▶ [Required task]: Copy out the entries below with "Find each" replaced by "Locate every" wherever it occurs. Keep everything else the same.

▶ [Listed records]:

- - - - - - -

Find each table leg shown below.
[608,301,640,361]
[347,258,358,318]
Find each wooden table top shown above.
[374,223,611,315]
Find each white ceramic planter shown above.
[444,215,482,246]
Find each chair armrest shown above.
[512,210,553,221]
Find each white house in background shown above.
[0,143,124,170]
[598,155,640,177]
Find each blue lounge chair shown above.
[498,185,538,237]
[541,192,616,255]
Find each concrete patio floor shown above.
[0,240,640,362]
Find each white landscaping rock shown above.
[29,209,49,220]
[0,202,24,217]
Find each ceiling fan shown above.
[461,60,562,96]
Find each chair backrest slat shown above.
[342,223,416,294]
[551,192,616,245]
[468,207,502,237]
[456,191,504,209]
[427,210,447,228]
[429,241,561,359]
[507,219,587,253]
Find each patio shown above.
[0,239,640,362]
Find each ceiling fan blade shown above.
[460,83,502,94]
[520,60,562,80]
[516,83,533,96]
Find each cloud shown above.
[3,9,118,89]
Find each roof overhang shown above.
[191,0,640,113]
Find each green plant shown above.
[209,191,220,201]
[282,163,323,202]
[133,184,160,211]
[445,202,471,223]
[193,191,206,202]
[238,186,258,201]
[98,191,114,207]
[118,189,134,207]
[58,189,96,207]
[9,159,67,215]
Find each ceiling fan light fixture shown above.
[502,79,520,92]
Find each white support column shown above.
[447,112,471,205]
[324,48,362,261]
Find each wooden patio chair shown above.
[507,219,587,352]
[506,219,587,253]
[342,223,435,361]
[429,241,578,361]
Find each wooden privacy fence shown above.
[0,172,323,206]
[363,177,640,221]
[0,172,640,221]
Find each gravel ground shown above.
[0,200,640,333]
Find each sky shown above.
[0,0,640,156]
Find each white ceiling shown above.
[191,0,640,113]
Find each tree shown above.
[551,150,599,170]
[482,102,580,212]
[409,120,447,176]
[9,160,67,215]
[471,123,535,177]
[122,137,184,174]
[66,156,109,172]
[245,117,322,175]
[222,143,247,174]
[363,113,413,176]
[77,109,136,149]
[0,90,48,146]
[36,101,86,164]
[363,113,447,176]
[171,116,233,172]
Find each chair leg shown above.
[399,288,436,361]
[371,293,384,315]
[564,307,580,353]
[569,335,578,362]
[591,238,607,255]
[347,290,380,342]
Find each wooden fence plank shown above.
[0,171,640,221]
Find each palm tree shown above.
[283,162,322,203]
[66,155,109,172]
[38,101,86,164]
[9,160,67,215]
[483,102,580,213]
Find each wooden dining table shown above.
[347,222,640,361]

- - - - - - -

▶ [Written answer]:
Locate every table leg shown below.
[608,301,640,361]
[347,258,358,318]
Locate every wooden table top shown above.
[374,223,611,315]
Locate every white ceramic planter shown above.
[444,215,482,246]
Locate every chair armrest shown above.
[512,210,553,221]
Locate every white house in background shown above.
[0,143,124,170]
[598,155,640,177]
Locate every blue lounge chair shown above.
[498,185,538,237]
[541,192,616,255]
Locate every concrete patio floor shown above.
[0,240,640,362]
Locate every white landscaping rock shown above.
[29,209,49,220]
[0,202,24,217]
Locate every ceiling fan shown above.
[461,60,562,96]
Locate every chair backrest slat shown above.
[342,223,416,294]
[551,192,616,245]
[468,207,502,237]
[456,191,504,209]
[427,210,447,228]
[429,241,561,359]
[507,219,587,253]
Locate every patio shown above.
[0,239,640,362]
Locate every ceiling fan blade shown above.
[460,83,502,94]
[520,60,562,80]
[516,83,533,96]
Locate every cloud shown above.
[3,9,118,89]
Locate every roof overhang shown above.
[191,0,640,113]
Locate every green plant shown above.
[209,191,220,201]
[282,163,323,202]
[133,184,160,211]
[445,202,471,223]
[193,191,206,202]
[238,186,258,201]
[98,191,114,207]
[118,189,134,207]
[58,189,96,207]
[9,159,67,215]
Locate every ceiling fan light fixture shown above.
[502,79,520,92]
Locate every white support column shown above.
[447,112,471,205]
[324,48,362,261]
Locate every wooden patio chair shown above.
[507,219,587,352]
[506,219,587,253]
[342,223,435,361]
[429,241,578,361]
Locate every wooden privacy fence shown above.
[0,172,323,206]
[363,177,640,221]
[0,172,640,221]
Locate every gravel ground shown above.
[0,200,640,333]
Locate every sky shown above.
[0,0,640,156]
Locate every white ceiling shown above.
[191,0,640,113]
Locate every tree shown above.
[551,150,599,170]
[482,102,580,212]
[409,120,447,176]
[9,160,67,215]
[471,123,535,177]
[122,137,184,174]
[66,156,109,172]
[245,117,322,175]
[222,143,247,174]
[363,113,413,176]
[77,109,136,149]
[0,90,48,146]
[36,101,86,164]
[363,113,447,176]
[171,116,233,172]
Locate every chair leg shown above.
[399,288,436,361]
[371,293,384,315]
[564,307,580,353]
[569,335,578,362]
[591,238,607,255]
[347,290,380,342]
Locate every wooden fence plank shown above.
[0,171,640,221]
Locate every palm tree shown above.
[283,162,322,203]
[66,155,109,172]
[38,101,86,164]
[9,160,67,215]
[483,102,580,213]
Locate every wooden dining table shown above.
[347,222,640,361]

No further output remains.